━━━ Available data
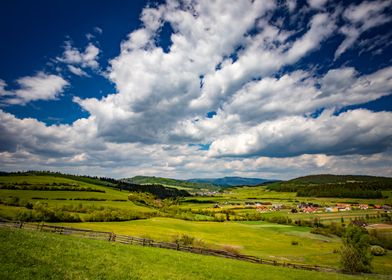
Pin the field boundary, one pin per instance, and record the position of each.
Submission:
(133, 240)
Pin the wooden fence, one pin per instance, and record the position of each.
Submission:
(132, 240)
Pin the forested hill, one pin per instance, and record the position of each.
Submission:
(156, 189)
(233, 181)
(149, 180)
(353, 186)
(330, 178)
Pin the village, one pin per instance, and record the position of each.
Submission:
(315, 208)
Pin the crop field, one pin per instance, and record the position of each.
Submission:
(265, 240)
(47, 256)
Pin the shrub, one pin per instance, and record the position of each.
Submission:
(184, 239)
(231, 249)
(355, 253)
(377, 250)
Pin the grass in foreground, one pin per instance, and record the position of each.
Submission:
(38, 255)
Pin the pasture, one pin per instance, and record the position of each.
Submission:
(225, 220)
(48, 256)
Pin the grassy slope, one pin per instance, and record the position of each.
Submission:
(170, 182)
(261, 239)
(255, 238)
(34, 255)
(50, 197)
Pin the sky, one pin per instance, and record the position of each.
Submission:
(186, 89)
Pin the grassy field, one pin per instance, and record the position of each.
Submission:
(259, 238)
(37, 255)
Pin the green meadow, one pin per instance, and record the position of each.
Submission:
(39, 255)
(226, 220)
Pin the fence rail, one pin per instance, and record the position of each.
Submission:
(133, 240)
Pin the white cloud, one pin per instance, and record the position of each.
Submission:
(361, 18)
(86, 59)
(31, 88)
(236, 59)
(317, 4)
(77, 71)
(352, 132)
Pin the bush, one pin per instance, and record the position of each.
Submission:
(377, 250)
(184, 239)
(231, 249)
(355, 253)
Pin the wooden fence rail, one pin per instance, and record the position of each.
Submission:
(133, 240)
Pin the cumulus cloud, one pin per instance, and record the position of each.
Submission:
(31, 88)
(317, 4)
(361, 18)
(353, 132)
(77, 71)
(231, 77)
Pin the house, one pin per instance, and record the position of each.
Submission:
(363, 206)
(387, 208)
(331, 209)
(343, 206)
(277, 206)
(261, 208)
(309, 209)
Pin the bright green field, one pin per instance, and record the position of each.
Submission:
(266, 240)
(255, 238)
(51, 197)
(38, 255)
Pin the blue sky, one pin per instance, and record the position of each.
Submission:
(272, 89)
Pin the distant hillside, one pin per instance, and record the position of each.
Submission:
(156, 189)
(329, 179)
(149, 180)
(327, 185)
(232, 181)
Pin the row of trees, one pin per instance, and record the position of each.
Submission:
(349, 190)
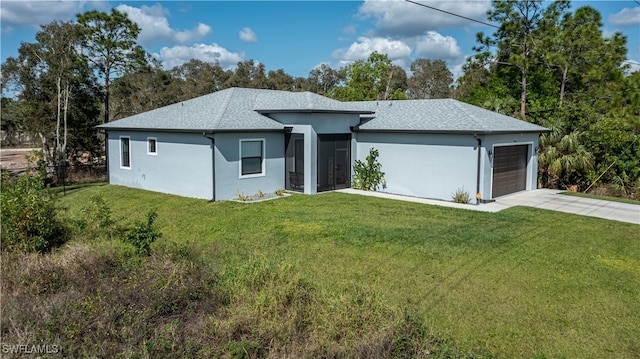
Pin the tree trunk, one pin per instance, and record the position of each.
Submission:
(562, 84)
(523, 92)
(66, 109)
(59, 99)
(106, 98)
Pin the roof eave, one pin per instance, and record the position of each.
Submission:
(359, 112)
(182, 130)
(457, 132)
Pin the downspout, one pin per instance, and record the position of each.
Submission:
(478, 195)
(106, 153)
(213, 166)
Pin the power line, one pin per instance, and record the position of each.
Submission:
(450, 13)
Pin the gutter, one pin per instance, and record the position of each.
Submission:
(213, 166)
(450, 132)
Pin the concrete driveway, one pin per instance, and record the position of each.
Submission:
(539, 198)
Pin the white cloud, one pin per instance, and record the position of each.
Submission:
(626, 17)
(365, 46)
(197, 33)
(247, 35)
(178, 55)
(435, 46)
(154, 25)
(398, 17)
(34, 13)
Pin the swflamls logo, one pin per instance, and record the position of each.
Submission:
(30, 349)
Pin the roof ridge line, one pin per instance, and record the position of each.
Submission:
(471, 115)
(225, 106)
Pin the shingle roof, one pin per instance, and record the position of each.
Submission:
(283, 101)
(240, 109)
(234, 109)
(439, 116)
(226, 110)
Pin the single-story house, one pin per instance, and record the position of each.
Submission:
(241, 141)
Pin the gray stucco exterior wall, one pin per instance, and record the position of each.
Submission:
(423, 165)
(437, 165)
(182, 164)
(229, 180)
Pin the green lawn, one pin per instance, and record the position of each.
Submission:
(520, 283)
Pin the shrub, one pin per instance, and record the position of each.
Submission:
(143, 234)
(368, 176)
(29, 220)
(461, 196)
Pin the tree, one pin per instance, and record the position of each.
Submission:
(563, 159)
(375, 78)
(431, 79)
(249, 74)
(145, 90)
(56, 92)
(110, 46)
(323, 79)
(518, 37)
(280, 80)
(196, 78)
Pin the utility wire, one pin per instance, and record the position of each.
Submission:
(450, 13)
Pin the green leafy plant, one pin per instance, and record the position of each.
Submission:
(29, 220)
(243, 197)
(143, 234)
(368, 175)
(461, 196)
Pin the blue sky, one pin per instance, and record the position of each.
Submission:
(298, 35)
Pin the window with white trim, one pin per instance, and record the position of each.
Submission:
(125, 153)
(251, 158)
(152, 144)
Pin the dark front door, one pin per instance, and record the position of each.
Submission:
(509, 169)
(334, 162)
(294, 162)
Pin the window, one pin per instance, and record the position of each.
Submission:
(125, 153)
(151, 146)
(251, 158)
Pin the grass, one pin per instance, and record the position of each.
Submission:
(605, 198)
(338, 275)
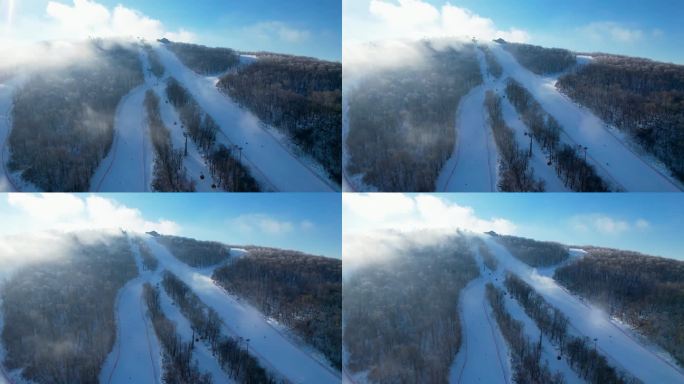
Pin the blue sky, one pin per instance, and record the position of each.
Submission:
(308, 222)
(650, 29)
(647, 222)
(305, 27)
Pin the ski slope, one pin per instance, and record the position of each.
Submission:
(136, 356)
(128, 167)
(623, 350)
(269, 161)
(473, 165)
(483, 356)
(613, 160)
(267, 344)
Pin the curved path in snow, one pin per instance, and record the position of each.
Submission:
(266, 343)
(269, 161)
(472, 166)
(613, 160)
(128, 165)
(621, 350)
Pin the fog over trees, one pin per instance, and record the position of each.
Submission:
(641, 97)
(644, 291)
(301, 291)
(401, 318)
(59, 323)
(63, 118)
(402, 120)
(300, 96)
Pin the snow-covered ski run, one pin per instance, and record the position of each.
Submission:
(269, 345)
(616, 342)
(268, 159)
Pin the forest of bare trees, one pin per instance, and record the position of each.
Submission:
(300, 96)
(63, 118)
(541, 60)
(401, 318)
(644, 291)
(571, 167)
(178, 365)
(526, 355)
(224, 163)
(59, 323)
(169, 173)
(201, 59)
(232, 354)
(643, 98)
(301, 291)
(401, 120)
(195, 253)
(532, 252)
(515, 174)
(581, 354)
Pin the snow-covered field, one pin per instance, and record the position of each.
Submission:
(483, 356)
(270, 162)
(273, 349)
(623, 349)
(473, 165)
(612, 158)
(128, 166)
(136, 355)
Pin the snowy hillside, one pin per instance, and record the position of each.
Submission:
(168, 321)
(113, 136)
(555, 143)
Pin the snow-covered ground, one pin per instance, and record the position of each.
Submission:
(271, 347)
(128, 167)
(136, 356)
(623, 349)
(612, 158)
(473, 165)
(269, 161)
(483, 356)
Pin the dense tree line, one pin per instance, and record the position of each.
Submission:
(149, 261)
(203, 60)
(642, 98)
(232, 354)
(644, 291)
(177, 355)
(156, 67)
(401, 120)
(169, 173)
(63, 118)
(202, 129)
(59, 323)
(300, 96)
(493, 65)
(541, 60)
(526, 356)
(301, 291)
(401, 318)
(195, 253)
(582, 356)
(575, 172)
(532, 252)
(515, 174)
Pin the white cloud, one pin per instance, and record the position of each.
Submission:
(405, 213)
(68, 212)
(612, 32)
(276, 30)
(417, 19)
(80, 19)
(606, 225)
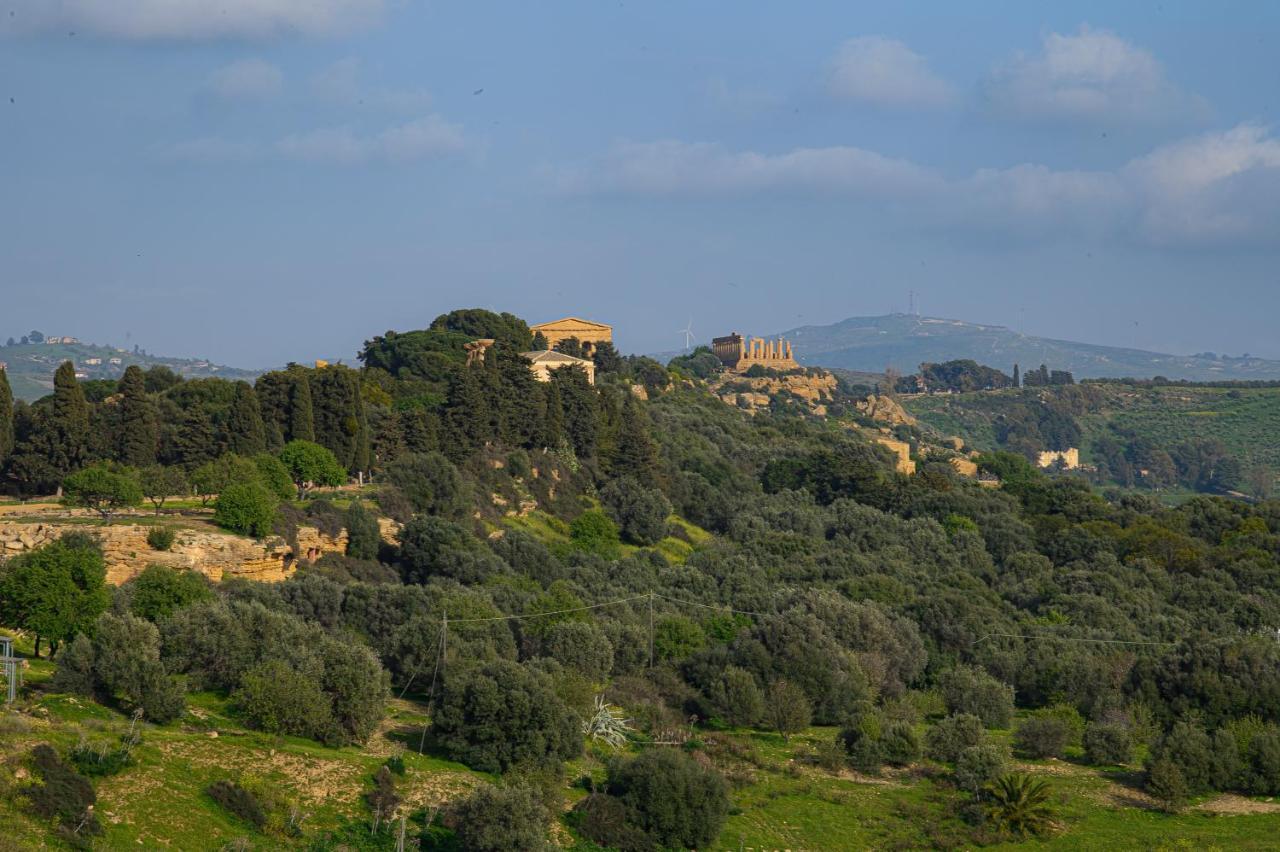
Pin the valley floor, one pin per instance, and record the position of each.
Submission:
━━━━━━
━━━ Available data
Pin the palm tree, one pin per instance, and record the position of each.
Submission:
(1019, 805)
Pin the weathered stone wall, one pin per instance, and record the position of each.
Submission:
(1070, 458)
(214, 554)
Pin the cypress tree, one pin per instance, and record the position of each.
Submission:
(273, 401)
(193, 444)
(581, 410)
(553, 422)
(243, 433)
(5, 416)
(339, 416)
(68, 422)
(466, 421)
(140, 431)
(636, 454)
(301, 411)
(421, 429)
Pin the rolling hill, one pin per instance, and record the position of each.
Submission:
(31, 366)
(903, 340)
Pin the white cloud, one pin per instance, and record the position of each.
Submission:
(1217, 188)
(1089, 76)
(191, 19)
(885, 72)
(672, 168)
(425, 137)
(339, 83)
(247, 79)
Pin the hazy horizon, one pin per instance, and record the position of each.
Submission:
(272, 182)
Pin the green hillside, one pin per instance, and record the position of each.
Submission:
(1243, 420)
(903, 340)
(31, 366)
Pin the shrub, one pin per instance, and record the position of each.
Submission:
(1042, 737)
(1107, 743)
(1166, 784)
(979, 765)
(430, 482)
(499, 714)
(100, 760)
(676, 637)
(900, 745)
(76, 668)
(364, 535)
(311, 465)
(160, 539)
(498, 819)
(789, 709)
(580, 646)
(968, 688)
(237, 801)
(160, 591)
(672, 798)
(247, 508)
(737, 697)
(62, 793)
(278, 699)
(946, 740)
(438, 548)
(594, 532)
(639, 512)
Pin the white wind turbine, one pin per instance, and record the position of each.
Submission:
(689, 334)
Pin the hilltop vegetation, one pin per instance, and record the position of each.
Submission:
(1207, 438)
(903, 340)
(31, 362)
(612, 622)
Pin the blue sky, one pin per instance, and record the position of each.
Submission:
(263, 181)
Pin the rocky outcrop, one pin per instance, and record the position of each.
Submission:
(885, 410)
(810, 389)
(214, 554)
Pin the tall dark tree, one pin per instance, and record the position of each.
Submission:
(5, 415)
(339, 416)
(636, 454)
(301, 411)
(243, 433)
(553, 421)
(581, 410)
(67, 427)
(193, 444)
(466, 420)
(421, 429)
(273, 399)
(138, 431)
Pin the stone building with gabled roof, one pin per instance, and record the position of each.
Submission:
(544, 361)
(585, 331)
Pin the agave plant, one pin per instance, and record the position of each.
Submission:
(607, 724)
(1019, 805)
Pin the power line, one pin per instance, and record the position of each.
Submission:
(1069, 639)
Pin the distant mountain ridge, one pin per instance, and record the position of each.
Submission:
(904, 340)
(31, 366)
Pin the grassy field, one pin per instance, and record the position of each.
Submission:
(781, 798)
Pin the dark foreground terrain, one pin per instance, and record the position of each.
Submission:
━━━━━━
Pick out and copy every line in the two blocks above that contains the word "plant".

Pin the green leafy plant, one pin per instance, and record the position of each.
Pin the agave plant, one pin per instance, and record the position of each.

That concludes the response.